**Tasks for this exercise:**
(1) In the note on professional search, restate the passage from "by | Mar 19, 2020" to "and often recall-oriented.", replacing "multiple" with "several".
(2) Answer these questions from the note on professional search:
(a) With which conference was the First International Workshop on Professional Search co-located?
(b) Through what source is the workshop briefing available?
(c) Which service was the first of the domain-specific services?
(3) Condense the paragraph of the professional search note that begins "Both documents suggest" into a shorter version that keeps its main facts.

**Selected passage:**
────────────────────

Search Research Note SR2 – Professional search

Search Research Note SR2 – Professional search

by | Mar 19, 2020 | Search

Over the last few years, the concept of ‘professional search’ has evolved rapidly. In 2018 the First International Workshop on Professional Search (ProfS2018) was co-located with SIGIR 2018. A good summary of the Workshop was published in SIGIR Forum. The workshop briefing is only available via ACM Digital Library. The briefing sets out the characteristics of professional search.

  • Heterogeneous information sources. Often professional searchers need to collect and synthesize information from internal and external sources and perhaps in different languages.
  • Highly interactive procedure. The information tasks often involve multiple stages. They commonly exhibit exploratory search behavior with relatively complex queries and long sessions. The information needs are typically high-value and often recall-oriented.
  • Highly specialized activities. Searchers in professional contexts are often engaged with information tasks that are highly complex. Clickthrough popularity is less useful as a ranking criterion in professional search because the information needs are highly specific

Both documents suggest that this is a task dating back on a decade or so. This is misleading. Professional search arrived with the advent of the online search services from Lockheed Dialog, SDC Orbit and BRS services in the early 1980s, with Lexis being the first of the domain -specific services. Searches were carried out by information scientists, special librarians and (in the case of Lexis) junior lawyers, and there were many conferences, research papers and reports on searching behaviour which now seem to have been forgotten.

────────────────────

**Supplied records:**
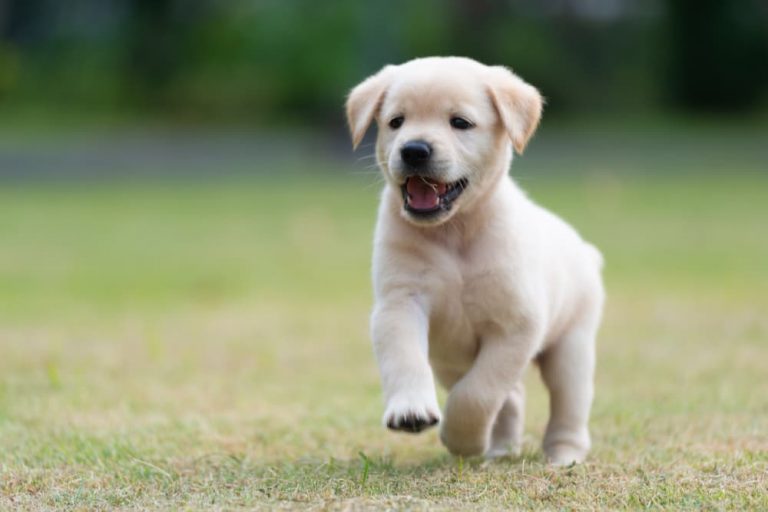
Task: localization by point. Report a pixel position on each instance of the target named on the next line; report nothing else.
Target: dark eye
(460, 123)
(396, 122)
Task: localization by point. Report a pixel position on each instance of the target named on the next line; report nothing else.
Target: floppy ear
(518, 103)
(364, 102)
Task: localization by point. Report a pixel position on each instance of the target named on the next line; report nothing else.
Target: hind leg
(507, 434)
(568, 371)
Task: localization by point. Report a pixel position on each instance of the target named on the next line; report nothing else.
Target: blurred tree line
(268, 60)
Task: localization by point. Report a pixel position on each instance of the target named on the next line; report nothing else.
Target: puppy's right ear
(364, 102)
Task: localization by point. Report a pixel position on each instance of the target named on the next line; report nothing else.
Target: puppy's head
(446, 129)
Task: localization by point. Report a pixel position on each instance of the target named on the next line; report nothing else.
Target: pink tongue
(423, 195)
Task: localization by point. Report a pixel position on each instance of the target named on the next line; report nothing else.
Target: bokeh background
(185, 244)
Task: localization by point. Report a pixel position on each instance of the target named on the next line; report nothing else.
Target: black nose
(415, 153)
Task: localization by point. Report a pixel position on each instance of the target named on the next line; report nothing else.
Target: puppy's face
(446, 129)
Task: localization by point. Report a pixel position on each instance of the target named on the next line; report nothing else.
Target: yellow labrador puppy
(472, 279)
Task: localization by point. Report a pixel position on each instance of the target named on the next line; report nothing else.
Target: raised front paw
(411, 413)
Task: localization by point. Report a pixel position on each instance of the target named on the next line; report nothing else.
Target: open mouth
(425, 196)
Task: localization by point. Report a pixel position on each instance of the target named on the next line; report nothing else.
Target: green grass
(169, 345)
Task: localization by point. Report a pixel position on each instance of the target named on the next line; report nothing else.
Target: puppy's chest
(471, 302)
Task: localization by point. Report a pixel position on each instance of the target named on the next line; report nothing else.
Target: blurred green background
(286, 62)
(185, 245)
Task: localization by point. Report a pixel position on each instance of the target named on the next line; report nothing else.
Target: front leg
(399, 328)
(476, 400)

────────────────────

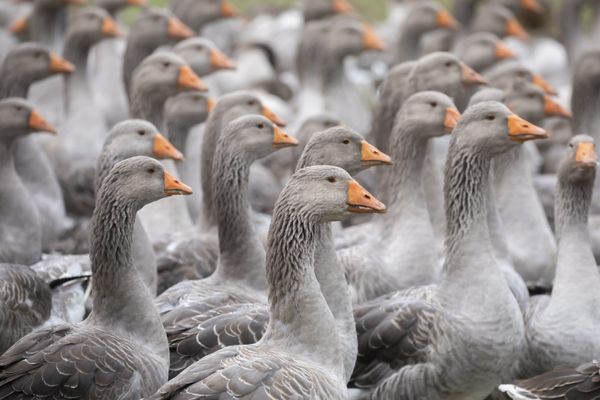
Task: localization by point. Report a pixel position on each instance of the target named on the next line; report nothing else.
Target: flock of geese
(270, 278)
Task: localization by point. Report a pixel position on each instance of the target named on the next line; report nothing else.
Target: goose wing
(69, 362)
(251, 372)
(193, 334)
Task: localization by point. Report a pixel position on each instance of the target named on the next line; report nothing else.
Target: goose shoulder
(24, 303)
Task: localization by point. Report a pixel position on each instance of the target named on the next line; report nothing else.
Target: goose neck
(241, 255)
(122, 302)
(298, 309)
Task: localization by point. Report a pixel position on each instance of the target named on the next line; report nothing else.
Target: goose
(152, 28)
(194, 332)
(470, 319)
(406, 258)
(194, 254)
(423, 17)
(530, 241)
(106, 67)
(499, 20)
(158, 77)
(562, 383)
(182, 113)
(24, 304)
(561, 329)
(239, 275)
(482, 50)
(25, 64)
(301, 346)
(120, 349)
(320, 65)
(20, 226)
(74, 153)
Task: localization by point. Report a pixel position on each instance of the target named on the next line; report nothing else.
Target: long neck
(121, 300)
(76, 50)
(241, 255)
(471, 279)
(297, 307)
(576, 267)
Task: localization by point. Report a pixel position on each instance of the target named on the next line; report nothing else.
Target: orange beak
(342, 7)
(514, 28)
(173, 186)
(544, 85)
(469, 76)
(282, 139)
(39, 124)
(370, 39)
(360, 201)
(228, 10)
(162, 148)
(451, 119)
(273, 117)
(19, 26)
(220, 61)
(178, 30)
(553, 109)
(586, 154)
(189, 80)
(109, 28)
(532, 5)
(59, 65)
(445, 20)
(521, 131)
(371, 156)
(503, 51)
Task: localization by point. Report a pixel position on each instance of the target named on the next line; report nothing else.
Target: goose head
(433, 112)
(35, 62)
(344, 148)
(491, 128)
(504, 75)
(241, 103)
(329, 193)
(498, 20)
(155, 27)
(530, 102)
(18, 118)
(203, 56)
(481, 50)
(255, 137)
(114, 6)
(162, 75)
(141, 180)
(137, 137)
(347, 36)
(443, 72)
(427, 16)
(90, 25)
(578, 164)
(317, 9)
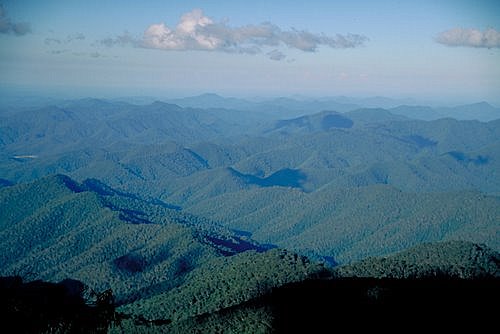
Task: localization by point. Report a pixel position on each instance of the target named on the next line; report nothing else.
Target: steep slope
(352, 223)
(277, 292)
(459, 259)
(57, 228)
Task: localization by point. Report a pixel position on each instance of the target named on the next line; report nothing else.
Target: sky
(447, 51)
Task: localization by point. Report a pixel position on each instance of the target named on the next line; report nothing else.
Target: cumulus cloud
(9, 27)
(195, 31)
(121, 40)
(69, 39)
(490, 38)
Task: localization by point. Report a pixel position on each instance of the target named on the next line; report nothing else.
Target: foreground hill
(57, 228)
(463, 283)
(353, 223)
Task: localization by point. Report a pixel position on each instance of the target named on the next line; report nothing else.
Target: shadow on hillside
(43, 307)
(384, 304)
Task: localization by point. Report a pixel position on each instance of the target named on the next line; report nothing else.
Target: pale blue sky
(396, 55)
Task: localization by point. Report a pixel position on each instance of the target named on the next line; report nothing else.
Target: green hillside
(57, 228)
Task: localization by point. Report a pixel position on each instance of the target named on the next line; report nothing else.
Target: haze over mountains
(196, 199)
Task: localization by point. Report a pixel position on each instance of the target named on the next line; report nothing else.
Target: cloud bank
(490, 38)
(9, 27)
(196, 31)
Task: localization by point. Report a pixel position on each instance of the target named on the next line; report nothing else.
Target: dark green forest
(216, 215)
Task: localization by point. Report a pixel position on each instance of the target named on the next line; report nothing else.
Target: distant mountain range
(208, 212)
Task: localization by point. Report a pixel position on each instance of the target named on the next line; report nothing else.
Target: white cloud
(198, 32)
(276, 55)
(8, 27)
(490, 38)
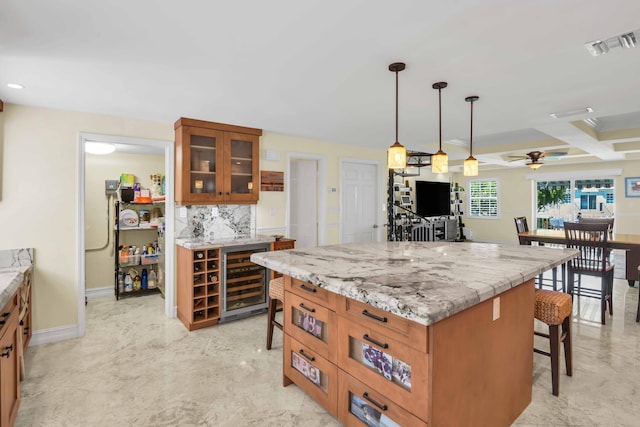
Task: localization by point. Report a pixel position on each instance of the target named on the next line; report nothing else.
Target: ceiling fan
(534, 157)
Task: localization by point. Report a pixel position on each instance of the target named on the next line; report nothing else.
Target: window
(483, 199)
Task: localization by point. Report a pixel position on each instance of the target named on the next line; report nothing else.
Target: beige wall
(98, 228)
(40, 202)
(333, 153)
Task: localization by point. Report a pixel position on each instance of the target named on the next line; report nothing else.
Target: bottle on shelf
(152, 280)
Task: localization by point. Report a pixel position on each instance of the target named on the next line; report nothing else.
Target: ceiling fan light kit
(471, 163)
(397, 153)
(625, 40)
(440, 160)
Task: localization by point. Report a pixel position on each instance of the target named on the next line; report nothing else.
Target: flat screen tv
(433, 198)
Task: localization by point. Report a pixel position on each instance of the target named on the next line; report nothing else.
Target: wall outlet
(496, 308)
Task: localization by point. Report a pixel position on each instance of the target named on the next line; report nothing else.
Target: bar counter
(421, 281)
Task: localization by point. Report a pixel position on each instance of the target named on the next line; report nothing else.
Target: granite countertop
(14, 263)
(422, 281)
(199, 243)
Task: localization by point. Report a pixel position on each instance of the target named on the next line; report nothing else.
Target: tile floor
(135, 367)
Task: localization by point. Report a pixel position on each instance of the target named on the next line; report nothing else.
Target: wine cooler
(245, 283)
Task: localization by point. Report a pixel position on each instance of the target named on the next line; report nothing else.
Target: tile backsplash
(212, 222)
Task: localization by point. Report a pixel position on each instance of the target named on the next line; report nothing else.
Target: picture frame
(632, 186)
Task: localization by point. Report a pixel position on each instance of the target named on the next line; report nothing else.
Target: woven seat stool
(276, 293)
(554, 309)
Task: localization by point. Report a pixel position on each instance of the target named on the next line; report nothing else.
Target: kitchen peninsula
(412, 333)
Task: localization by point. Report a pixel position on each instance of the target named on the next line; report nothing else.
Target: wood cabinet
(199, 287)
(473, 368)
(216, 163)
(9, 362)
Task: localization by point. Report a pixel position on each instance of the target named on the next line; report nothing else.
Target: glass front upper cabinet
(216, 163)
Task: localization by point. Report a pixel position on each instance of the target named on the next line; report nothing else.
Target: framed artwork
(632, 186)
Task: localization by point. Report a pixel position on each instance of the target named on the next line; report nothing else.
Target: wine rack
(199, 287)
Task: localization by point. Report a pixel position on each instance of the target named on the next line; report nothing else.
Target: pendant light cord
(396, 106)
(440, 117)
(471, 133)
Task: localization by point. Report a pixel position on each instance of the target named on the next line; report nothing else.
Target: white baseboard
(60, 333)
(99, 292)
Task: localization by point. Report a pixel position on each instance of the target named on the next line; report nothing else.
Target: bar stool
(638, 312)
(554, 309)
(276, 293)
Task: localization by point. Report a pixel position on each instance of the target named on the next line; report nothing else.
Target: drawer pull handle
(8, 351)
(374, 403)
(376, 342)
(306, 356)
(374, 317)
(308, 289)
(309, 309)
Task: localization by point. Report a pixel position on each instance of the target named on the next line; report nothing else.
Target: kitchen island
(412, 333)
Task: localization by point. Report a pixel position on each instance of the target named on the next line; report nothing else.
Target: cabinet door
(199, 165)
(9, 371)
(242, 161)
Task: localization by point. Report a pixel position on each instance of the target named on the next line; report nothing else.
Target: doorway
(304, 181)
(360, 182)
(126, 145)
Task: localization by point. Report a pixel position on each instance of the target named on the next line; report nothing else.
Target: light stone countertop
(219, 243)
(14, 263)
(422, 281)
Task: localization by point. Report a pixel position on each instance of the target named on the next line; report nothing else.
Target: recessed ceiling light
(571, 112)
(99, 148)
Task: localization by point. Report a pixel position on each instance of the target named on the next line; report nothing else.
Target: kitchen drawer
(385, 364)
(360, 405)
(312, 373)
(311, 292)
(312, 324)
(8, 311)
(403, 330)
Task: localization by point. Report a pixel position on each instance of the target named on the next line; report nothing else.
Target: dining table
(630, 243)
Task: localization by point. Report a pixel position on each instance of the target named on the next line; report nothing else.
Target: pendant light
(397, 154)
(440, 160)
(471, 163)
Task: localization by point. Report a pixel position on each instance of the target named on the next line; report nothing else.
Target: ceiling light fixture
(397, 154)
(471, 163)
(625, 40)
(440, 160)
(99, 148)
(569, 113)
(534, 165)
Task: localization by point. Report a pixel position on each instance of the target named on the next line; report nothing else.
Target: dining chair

────────────────────

**Solution list:**
(1)
by | Mar 19, 2020 | Search

Over the last few years, the concept of ‘professional search’ has evolved rapidly. In 2018 the First International Workshop on Professional Search (ProfS2018) was co-located with SIGIR 2018. A good summary of the Workshop was published in SIGIR Forum. The workshop briefing is only available via ACM Digital Library. The briefing sets out the characteristics of professional search.

  • Heterogeneous information sources. Often professional searchers need to collect and synthesize information from internal and external sources and perhaps in different languages.
  • Highly interactive procedure. The information tasks often involve several stages. They commonly exhibit exploratory search behavior with relatively complex queries and long sessions. The information needs are typically high-value and often recall-oriented.

(2)
(a) SIGIR 2018
(b) Only through the ACM Digital Library
(c) Lexis

(3) The author calls misleading the suggestion that professional search is about a decade old. It began with the online search services of Lockheed Dialog, SDC Orbit and BRS in the early 1980s, and Lexis was the first domain-specific service. Searches were done by information scientists, special librarians and, for Lexis, junior lawyers. Many conferences, research papers and reports on searching behavior came out of that period, and these now seem forgotten.